# start of INFORMATION PROVIDED

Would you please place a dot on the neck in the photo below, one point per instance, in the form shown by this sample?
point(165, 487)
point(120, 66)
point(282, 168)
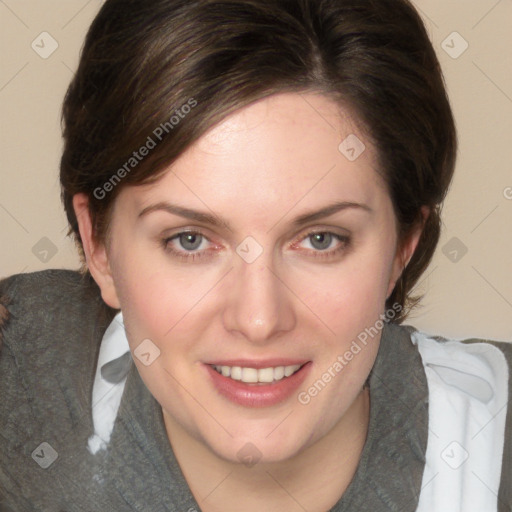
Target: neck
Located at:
point(313, 480)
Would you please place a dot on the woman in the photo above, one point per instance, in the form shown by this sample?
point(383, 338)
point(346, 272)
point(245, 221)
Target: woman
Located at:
point(255, 188)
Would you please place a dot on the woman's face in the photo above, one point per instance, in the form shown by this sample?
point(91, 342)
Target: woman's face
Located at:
point(266, 245)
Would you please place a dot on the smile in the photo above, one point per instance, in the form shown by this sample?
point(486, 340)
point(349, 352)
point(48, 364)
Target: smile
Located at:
point(270, 384)
point(255, 375)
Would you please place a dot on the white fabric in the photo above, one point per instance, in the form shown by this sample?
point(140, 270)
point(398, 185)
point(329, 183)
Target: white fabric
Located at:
point(468, 395)
point(106, 397)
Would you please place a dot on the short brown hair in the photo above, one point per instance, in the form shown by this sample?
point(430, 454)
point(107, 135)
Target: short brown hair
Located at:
point(142, 62)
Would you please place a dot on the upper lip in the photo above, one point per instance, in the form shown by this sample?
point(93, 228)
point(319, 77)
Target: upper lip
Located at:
point(251, 363)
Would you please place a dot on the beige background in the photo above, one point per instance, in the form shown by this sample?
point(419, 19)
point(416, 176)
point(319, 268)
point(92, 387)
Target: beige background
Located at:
point(471, 296)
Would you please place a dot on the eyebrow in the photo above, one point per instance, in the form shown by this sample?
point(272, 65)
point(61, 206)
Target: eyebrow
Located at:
point(214, 220)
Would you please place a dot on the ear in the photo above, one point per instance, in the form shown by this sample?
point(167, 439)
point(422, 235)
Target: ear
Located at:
point(406, 250)
point(96, 256)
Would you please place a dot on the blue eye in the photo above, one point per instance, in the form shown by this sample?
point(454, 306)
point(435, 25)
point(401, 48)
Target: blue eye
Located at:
point(187, 245)
point(190, 241)
point(321, 241)
point(324, 244)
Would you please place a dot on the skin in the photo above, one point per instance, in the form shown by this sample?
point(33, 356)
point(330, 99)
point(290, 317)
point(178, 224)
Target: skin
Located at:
point(258, 170)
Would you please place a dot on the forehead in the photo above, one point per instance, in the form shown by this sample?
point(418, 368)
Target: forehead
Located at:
point(270, 155)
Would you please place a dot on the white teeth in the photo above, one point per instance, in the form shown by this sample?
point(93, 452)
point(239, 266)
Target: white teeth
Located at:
point(236, 373)
point(253, 375)
point(266, 375)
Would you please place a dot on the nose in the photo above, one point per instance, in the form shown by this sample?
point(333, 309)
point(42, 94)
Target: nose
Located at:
point(259, 306)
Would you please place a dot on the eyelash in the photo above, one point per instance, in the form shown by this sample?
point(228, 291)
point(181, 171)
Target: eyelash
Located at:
point(189, 256)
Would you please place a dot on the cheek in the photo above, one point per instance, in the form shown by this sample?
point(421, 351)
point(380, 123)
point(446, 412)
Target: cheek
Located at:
point(352, 296)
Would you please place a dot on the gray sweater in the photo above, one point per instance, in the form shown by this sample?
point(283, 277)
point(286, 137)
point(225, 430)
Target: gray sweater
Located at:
point(51, 327)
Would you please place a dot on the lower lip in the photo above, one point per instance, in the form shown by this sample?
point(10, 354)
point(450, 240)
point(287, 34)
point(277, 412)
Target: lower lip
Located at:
point(258, 395)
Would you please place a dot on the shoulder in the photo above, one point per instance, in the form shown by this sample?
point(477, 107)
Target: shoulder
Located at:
point(51, 326)
point(48, 301)
point(432, 346)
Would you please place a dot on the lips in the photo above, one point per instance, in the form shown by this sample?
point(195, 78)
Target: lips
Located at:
point(257, 384)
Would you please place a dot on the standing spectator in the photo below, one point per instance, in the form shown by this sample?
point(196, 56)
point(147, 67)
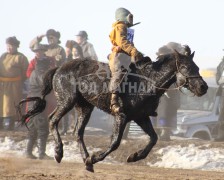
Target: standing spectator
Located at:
point(87, 48)
point(220, 82)
point(13, 66)
point(54, 49)
point(39, 50)
point(73, 50)
point(38, 125)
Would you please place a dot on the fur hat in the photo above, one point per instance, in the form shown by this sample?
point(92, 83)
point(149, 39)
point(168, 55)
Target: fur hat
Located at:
point(13, 41)
point(83, 34)
point(39, 47)
point(42, 65)
point(52, 32)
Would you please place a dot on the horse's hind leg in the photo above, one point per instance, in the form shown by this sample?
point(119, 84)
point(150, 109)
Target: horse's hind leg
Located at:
point(118, 129)
point(84, 112)
point(63, 106)
point(146, 125)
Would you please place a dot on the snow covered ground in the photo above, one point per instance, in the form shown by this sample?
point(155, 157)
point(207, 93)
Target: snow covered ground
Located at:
point(175, 156)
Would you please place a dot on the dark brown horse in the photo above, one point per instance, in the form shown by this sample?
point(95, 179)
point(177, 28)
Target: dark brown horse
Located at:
point(76, 84)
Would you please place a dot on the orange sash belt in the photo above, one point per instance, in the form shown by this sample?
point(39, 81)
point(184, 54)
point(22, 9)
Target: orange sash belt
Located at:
point(7, 79)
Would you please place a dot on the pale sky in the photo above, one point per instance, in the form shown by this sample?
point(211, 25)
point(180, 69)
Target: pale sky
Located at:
point(198, 23)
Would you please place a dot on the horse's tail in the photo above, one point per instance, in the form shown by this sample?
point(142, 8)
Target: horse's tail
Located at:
point(40, 103)
point(47, 86)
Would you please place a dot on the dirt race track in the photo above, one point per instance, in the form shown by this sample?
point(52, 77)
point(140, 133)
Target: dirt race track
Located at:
point(24, 169)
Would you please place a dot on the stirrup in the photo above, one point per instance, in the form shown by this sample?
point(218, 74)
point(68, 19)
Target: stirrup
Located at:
point(115, 109)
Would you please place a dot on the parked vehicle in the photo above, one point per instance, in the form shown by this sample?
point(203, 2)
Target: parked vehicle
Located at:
point(198, 116)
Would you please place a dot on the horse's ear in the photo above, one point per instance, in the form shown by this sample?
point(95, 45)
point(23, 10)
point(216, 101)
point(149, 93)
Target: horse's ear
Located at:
point(192, 55)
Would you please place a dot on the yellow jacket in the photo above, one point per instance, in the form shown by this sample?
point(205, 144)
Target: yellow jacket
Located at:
point(118, 38)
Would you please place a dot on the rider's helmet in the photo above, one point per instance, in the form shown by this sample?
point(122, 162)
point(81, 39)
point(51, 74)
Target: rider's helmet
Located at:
point(124, 15)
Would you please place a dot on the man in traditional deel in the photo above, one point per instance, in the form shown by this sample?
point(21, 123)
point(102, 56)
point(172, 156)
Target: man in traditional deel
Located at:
point(13, 66)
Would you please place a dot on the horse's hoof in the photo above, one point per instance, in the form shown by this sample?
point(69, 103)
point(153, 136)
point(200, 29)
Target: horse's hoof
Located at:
point(132, 158)
point(89, 165)
point(90, 168)
point(57, 158)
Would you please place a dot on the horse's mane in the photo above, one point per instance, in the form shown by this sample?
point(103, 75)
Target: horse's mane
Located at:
point(161, 60)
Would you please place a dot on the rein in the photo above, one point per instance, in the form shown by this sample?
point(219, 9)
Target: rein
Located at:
point(180, 86)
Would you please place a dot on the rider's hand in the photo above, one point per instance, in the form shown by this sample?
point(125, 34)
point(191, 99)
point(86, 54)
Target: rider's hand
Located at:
point(138, 57)
point(41, 36)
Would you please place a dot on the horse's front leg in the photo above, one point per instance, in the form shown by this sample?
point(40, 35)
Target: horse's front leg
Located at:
point(146, 125)
point(54, 119)
point(118, 129)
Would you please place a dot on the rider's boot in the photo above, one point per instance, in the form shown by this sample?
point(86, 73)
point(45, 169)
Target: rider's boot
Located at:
point(114, 104)
point(29, 149)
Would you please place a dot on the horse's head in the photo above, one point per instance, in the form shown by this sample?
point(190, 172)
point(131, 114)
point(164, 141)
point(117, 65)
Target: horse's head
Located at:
point(188, 73)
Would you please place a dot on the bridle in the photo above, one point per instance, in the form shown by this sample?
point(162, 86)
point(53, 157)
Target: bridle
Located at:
point(178, 71)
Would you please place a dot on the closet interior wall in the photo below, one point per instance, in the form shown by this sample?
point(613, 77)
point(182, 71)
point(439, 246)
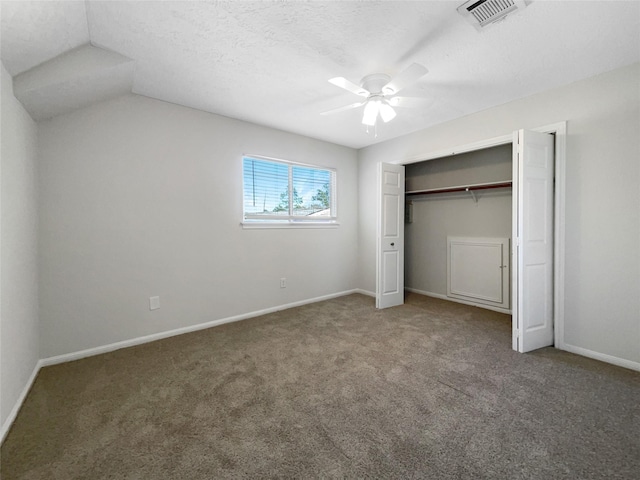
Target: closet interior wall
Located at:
point(439, 215)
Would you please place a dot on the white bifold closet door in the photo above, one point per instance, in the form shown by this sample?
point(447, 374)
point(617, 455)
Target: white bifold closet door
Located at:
point(533, 174)
point(390, 237)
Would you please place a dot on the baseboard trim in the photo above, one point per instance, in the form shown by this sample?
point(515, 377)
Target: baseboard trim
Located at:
point(603, 357)
point(90, 352)
point(365, 292)
point(457, 300)
point(6, 426)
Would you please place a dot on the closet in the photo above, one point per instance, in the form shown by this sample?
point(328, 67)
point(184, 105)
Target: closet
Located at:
point(458, 216)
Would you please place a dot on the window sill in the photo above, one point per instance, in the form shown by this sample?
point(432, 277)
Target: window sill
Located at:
point(288, 224)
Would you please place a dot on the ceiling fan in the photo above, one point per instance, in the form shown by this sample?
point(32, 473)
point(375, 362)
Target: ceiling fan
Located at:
point(380, 92)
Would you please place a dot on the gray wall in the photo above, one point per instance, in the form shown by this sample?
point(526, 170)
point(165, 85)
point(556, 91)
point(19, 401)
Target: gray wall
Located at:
point(436, 216)
point(142, 198)
point(19, 350)
point(602, 269)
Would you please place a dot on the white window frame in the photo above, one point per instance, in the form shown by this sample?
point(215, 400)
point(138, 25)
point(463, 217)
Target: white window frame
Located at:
point(280, 221)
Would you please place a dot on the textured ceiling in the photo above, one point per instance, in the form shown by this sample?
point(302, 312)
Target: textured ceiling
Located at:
point(269, 62)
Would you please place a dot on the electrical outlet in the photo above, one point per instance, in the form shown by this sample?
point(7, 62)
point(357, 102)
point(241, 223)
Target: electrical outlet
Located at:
point(154, 303)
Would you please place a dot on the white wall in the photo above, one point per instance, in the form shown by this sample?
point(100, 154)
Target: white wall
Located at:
point(602, 283)
point(141, 198)
point(19, 351)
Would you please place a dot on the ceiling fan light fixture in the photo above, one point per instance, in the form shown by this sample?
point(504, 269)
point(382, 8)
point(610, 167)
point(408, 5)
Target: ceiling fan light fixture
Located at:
point(371, 110)
point(387, 113)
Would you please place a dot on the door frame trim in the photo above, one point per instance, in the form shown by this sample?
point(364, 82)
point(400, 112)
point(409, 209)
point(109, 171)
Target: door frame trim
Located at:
point(559, 130)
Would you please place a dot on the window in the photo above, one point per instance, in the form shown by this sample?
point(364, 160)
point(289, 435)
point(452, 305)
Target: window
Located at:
point(279, 192)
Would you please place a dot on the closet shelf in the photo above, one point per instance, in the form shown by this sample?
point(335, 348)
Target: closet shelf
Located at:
point(461, 188)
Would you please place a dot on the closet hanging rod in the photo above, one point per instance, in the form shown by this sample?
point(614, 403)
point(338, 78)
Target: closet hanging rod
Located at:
point(461, 188)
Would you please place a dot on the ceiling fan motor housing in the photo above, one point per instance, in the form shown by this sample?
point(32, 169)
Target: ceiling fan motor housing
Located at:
point(374, 83)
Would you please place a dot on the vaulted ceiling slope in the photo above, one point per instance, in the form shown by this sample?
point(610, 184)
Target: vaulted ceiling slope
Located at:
point(268, 62)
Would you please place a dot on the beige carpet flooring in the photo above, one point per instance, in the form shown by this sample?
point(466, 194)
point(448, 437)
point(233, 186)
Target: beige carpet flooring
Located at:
point(336, 389)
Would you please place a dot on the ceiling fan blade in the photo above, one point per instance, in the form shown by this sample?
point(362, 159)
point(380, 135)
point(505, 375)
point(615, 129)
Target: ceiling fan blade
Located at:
point(342, 109)
point(349, 86)
point(409, 75)
point(410, 102)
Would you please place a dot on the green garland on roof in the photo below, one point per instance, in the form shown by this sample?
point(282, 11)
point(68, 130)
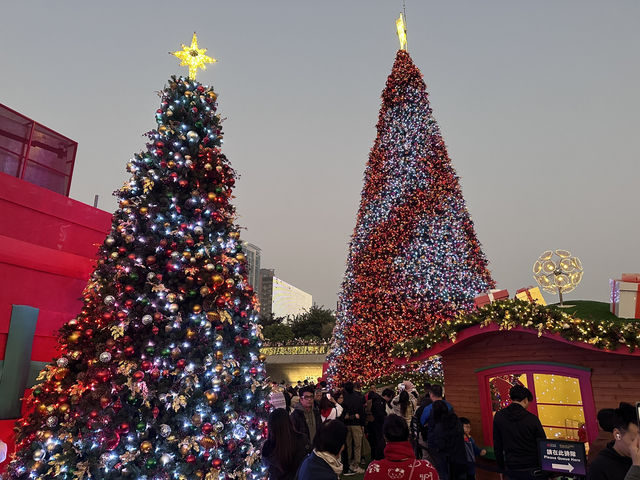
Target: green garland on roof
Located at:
point(507, 314)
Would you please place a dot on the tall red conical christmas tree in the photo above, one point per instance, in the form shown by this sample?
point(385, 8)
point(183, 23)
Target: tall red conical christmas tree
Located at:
point(159, 376)
point(414, 259)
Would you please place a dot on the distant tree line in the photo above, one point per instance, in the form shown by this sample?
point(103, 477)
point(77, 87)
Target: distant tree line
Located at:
point(316, 324)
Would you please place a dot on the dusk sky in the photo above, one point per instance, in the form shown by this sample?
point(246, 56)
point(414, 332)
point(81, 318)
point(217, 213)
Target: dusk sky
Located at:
point(538, 103)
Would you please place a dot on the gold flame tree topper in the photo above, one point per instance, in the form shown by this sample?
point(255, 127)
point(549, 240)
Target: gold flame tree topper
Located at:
point(193, 57)
point(401, 27)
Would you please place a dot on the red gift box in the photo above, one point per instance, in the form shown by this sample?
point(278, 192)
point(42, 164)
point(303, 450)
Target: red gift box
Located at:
point(490, 296)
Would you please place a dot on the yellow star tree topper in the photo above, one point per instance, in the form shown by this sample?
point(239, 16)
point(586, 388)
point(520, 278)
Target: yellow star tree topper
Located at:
point(193, 57)
point(401, 27)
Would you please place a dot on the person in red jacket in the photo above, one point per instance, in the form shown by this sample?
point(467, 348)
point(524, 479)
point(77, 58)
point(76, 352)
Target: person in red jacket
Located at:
point(399, 462)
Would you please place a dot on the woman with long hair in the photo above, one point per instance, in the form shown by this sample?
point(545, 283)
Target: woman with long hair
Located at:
point(329, 408)
point(404, 406)
point(284, 449)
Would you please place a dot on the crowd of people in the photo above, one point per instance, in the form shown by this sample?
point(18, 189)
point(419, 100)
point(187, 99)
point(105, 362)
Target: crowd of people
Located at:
point(315, 433)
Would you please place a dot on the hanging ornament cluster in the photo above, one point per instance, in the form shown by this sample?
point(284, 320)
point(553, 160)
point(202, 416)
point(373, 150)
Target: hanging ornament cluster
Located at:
point(159, 376)
point(414, 259)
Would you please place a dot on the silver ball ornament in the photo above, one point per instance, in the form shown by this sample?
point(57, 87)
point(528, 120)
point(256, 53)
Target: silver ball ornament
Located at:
point(192, 136)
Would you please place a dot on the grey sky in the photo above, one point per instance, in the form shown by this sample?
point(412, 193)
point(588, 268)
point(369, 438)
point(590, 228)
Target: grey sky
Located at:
point(538, 103)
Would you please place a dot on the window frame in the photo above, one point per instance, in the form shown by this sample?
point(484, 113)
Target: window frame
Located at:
point(583, 375)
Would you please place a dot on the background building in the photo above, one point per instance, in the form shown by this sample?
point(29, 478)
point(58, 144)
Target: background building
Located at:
point(280, 298)
point(253, 259)
point(266, 290)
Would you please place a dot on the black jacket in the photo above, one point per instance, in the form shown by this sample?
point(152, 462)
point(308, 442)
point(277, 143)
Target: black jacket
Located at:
point(299, 423)
point(315, 468)
point(378, 408)
point(609, 465)
point(447, 444)
point(515, 438)
point(284, 472)
point(353, 403)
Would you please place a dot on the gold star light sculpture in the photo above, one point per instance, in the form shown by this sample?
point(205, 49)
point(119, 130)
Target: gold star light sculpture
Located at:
point(193, 57)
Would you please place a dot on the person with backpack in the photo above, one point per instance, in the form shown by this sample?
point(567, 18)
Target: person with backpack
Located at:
point(446, 443)
point(377, 413)
point(284, 449)
point(354, 420)
point(418, 430)
point(399, 462)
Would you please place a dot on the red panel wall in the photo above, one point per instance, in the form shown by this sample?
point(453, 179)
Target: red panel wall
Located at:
point(47, 247)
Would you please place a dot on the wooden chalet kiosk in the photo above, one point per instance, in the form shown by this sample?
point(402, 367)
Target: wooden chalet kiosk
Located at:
point(570, 380)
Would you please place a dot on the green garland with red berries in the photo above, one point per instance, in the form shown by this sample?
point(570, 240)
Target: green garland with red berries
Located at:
point(508, 314)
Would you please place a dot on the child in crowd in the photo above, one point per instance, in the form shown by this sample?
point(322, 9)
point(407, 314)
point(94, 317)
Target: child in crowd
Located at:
point(471, 449)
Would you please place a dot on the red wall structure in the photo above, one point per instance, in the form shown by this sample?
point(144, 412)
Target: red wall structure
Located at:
point(48, 243)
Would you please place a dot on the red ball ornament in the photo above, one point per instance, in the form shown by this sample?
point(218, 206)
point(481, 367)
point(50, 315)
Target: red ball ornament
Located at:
point(103, 375)
point(112, 442)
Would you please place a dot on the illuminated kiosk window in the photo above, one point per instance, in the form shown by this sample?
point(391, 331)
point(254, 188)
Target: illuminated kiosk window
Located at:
point(562, 398)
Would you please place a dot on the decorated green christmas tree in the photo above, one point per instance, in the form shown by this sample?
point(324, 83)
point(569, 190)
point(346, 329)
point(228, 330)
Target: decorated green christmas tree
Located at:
point(159, 376)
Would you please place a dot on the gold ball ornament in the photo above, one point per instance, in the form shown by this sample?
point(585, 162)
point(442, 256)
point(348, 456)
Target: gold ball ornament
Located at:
point(211, 396)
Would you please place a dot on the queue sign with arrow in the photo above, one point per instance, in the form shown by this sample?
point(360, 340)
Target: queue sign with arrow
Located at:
point(562, 456)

# end of INFORMATION PROVIDED

Copy out the rows from the very first line through the line containing "point(255, 375)", both ends included. Leave the pictures out of your copy.

WORKED SOLUTION -
Would you please place a dot on the neck in the photo below, one point per instance, in the form shown by this sample?
point(165, 487)
point(120, 66)
point(282, 168)
Target: neck
Located at:
point(313, 480)
Would you please place a dot on the woman in the photo above, one point per instance, in the form shown by this sample?
point(383, 338)
point(346, 272)
point(245, 221)
Target: woman
Located at:
point(255, 188)
Would you please place a dot on the woman's face in the photo above, one point per instance, in the form shown by this sample?
point(91, 342)
Target: woman's face
Located at:
point(266, 245)
Would you please place a dot on the smile in the photo above, one point per instance, in the form shown by this sample?
point(486, 340)
point(349, 352)
point(48, 364)
Target: smile
Located at:
point(270, 384)
point(255, 375)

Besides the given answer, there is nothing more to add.